◆ Задание
Пожалуйста, перепишите фрагмент страницы, который начинается со слов «Литмир - Электронная» и заканчивается словами «ему личную аудиенцию.», заменив в нём «Плеве» на «министр».

◆ Страница
Литмир - Электронная Библиотека

Однако Корвин-Пиотровской удалось использовать свое знакомство с министром внутренних дел (какова бы ни была подлинная природа этого знакомства), и Плеве в конце концов разрешил Герцлю въезд в Россию и пообещал дать ему личную аудиенцию.

Вероятнее всего, этому разрешению предшествовал разговор в Зимнем дворце между царем и министром внутренних дел. И, разумеется, оба уже прекрасно понимали, кого именно впускают в страну. Уже долгие годы в Департаменте полиции российской столицы, характерным образом расположенном по соседству с Министерством внутренних дел, копилась документация, включающая детальные отчеты о деятельности сионистов как в России, так и в Западной Европе, — и если не на каждой, то на каждой второй странице значилось имя Теодора Герцля, порой жирно подчеркнутое, порой снабженное восклицательным знаком. Сам директор Департамента А. А. Лопухин уже несколько месяцев работал над объемным исследованием о возникновении сионистского движения и его активности, в котором Лопухин аттестовал Герцля в качестве “отчаяннного ненавистника России”. Таким образом, российское правительство и его органы безопасности были отлично подготовлены к встрече с Герцлем.

◆ Сохранённые строки
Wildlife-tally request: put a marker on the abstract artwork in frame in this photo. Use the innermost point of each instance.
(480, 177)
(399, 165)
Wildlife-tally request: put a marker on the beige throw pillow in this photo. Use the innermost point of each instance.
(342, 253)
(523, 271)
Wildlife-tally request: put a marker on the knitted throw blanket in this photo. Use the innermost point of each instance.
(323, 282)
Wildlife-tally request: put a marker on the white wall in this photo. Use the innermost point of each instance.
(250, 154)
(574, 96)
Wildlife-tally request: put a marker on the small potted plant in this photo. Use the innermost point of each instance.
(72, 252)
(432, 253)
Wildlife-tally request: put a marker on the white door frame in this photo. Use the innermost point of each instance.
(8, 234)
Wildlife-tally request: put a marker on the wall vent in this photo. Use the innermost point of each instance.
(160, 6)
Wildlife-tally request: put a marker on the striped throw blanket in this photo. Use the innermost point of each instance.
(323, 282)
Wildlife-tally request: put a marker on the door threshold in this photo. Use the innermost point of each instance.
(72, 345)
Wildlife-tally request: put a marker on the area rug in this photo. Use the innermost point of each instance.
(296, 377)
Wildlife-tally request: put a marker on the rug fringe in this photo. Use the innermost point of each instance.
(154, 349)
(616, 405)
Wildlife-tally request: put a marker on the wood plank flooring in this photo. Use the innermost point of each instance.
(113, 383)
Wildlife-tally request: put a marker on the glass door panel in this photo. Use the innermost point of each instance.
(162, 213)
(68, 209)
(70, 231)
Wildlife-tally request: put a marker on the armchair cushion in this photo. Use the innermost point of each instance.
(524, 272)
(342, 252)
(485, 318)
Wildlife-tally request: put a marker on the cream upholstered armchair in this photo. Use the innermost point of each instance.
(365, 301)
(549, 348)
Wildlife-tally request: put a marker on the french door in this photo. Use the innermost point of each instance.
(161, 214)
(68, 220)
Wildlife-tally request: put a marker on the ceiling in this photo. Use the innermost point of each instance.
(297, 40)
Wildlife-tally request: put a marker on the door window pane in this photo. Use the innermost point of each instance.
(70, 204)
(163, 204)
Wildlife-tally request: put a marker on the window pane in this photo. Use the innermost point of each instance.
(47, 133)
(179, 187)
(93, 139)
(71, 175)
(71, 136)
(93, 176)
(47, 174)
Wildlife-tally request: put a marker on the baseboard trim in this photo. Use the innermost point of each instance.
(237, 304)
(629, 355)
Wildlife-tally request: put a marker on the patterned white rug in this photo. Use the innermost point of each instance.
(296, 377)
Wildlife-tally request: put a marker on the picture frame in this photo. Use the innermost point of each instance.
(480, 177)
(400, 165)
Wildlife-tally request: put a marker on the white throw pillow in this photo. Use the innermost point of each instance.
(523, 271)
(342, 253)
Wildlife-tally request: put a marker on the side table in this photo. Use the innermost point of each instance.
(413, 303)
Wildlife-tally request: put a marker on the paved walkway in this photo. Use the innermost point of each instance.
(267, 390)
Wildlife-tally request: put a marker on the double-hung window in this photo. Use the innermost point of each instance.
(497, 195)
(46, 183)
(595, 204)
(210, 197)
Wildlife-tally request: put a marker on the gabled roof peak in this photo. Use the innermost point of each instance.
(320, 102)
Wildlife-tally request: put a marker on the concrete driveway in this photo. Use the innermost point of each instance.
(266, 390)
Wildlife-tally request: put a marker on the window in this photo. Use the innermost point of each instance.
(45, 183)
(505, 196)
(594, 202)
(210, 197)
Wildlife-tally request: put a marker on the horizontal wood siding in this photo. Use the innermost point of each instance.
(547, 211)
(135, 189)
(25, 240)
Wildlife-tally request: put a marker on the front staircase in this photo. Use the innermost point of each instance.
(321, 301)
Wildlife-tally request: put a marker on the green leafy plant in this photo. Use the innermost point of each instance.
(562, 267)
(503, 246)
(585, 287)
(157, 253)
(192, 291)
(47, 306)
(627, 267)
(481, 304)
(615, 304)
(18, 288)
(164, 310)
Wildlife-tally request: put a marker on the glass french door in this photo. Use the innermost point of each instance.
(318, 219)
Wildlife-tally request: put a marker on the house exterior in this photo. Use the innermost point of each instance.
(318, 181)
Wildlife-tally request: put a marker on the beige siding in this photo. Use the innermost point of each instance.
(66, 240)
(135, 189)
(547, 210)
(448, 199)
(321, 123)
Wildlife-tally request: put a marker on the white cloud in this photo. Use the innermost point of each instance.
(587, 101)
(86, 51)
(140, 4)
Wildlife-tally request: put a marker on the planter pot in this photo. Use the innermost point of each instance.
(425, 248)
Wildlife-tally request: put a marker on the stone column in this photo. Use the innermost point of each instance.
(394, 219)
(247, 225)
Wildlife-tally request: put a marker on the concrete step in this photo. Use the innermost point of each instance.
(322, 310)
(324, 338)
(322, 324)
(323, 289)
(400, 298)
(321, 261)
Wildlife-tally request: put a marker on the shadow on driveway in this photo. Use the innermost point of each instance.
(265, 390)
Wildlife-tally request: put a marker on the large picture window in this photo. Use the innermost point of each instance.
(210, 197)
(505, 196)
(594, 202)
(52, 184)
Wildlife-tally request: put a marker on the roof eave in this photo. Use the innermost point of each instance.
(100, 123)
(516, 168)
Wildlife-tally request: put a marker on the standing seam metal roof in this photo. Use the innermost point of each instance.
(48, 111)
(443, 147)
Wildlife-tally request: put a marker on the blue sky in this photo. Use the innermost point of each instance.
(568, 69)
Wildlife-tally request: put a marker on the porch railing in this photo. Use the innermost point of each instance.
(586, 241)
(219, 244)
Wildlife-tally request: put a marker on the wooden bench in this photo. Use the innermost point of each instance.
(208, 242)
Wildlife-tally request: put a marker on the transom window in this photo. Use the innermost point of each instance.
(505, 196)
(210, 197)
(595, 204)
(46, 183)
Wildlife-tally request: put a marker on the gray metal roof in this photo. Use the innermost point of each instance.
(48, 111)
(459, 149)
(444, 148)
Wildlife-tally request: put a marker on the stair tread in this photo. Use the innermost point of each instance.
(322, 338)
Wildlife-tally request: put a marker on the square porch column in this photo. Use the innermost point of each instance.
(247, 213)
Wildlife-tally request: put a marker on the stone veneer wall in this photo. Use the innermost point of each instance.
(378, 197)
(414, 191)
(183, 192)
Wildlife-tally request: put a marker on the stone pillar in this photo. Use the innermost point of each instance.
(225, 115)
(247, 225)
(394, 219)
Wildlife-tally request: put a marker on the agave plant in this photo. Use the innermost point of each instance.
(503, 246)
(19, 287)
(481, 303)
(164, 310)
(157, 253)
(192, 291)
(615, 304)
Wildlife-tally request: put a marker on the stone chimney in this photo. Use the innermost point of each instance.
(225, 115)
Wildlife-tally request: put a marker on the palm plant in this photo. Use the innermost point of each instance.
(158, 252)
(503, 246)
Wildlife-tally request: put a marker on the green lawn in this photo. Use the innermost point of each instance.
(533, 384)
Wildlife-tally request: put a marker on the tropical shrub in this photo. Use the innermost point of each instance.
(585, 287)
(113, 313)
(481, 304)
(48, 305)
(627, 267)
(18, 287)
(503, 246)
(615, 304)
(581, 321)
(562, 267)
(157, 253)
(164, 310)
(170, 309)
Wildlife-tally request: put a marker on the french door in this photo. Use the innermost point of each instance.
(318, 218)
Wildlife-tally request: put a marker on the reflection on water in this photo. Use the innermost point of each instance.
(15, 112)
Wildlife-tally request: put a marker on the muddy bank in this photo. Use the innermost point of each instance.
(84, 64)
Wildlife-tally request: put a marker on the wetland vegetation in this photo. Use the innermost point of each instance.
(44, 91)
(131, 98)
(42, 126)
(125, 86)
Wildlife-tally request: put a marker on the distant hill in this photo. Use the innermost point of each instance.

* * *

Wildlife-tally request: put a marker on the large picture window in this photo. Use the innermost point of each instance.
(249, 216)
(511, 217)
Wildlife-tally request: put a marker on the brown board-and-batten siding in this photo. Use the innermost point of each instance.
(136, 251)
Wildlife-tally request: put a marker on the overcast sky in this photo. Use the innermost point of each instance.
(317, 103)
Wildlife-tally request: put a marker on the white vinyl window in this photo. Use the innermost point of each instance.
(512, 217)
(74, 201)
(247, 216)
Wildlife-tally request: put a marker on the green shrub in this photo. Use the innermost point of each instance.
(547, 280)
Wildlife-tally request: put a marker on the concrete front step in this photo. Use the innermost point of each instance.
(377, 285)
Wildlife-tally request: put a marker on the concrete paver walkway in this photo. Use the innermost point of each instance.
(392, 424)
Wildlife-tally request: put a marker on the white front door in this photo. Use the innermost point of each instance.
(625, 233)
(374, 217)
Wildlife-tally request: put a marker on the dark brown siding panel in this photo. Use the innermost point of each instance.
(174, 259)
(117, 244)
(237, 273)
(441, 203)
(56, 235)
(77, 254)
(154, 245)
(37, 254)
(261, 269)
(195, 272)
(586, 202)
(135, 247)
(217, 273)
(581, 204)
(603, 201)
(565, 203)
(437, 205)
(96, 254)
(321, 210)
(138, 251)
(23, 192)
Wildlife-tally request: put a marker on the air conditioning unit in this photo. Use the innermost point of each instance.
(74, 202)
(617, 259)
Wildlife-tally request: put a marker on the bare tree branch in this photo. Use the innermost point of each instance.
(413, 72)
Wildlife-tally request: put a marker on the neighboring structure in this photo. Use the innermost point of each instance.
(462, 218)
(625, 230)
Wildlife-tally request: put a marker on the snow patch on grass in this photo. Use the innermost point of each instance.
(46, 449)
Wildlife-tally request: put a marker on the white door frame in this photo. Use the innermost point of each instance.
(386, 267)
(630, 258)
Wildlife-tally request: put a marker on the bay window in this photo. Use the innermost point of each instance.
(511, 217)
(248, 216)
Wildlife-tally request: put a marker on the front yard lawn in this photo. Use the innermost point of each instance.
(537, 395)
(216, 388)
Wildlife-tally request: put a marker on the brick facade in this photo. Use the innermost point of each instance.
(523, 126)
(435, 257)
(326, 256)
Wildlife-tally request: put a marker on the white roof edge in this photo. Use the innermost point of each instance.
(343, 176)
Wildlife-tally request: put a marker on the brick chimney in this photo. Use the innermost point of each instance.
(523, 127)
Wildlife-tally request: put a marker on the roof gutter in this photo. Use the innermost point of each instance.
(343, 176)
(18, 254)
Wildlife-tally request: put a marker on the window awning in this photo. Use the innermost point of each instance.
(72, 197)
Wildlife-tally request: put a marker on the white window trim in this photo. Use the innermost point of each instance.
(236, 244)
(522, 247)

◆ Правильный ответ
Литмир - Электронная Библиотека

Однако Корвин-Пиотровской удалось использовать свое знакомство с министром внутренних дел (какова бы ни была подлинная природа этого знакомства), и министр в конце концов разрешил Герцлю въезд в Россию и пообещал дать ему личную аудиенцию.